**DATA TO USE**
Content starts

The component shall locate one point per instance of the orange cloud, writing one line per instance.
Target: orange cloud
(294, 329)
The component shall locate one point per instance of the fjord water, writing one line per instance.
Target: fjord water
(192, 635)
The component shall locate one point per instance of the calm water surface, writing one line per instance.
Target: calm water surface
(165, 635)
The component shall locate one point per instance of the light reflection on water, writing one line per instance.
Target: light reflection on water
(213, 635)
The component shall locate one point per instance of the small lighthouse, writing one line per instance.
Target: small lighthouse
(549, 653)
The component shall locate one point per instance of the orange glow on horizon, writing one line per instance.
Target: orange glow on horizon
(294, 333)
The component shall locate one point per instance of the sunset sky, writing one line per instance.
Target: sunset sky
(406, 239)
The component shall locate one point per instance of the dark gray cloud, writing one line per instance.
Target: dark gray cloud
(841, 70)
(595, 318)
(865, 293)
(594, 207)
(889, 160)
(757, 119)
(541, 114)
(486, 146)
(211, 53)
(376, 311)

Content ends
Content starts

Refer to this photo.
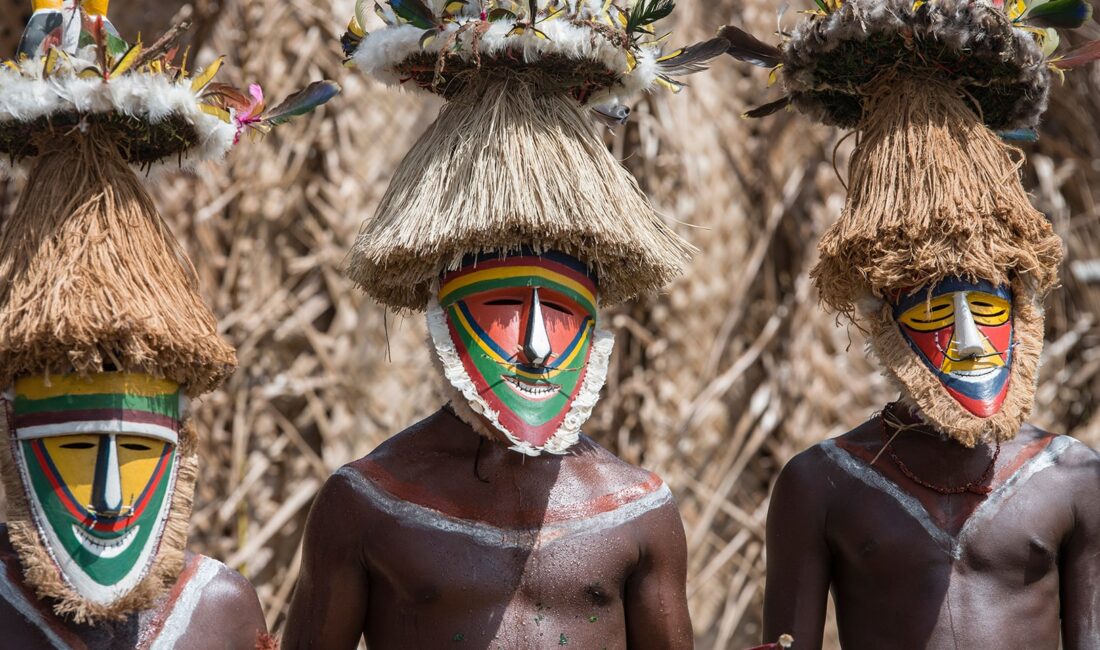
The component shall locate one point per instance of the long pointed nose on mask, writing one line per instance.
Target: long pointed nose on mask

Content ends

**HOW TO COMPLETE THIS TASK**
From the entries above, copy each line holding "long".

**YOUR SOLUTION**
The component shall locate one point per instance of the long pointed nose on mask, writing one line per instance.
Target: long pointed nose on mask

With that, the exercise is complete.